The Niles Fire Department is celebrating its centennial anniversary this month, but despite plenty of changes in firefighting technology in the course of 100 years, its mission has remained the same.
Every third day, the men—and now women— of the department clock in to work a full 24-hour shift. They sometimes miss birthdays, recitals and holidays to be there for the Village of Niles. That’s part of the job, firefighters say. And that’s how it has been since a group of volunteer firemen decided to charter the department in 1912.
In the early days before sprinkler systems and smoke detectors, there used to be more fire alarm calls. The “old timers” used to face burning buildings with hand pumps, hand extinguishers, picks, axes and “Blue Boy,” which was the first pump owned by the department.
“When we came up we didn’t have self-contained masks, face masks, none of that stuff,” said former Niles firefighter Shel Mikkelsen. Mikkelsen was on the job for 37 years and said when he first started, he used ride on the back of the rig to the scene, no matter how cold it was outside.
“Every time the alarm would come in, you’d get that little surge and your heart pumps a little faster,” Mikkelsen said. “I liked the fire fighting aspect of it. Now it’s more of an ambulance service.”
Now, all fire fighters are equipped with protective gear that can withstand temperatures up to 400 degrees Fahrenheit. But even with these improvements, infrared cameras and smarter training tools, firefighting continues to be a dangerous job.

Dataset entries:

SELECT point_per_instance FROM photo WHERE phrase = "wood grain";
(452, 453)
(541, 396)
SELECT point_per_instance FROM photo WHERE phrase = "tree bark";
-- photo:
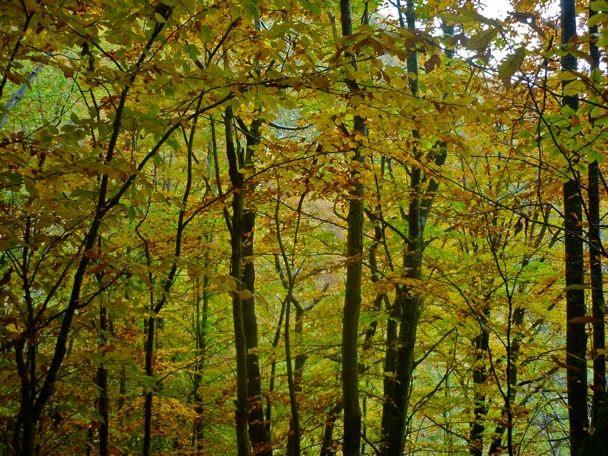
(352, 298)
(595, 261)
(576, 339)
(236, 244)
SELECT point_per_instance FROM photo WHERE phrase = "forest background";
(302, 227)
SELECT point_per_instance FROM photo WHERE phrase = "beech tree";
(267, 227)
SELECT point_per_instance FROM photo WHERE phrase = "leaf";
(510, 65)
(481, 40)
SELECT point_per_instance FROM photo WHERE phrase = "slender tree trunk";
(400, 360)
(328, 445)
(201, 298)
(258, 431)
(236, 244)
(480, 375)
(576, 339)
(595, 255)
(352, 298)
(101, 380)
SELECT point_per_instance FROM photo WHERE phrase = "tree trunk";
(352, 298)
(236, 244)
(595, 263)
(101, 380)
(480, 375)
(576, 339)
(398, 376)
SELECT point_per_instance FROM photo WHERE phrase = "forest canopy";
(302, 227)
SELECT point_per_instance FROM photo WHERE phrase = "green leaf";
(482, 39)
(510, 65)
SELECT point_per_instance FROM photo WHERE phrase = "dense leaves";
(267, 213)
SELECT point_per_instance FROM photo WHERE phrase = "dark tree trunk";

TASK REQUIREMENTS:
Retype the part of the Niles Fire Department text that opens with the words containing "Every third day, the" and closes with "by the department.".

ANSWER TO THIS TASK:
Every third day, the men—and now women— of the department clock in to work a full 24-hour shift. They sometimes miss birthdays, recitals and holidays to be there for the Village of Niles. That’s part of the job, firefighters say. And that’s how it has been since a group of volunteer firemen decided to charter the department in 1912.
In the early days before sprinkler systems and smoke detectors, there used to be more fire alarm calls. The “old timers” used to face burning buildings with hand pumps, hand extinguishers, picks, axes and “Blue Boy,” which was the first pump owned by the department.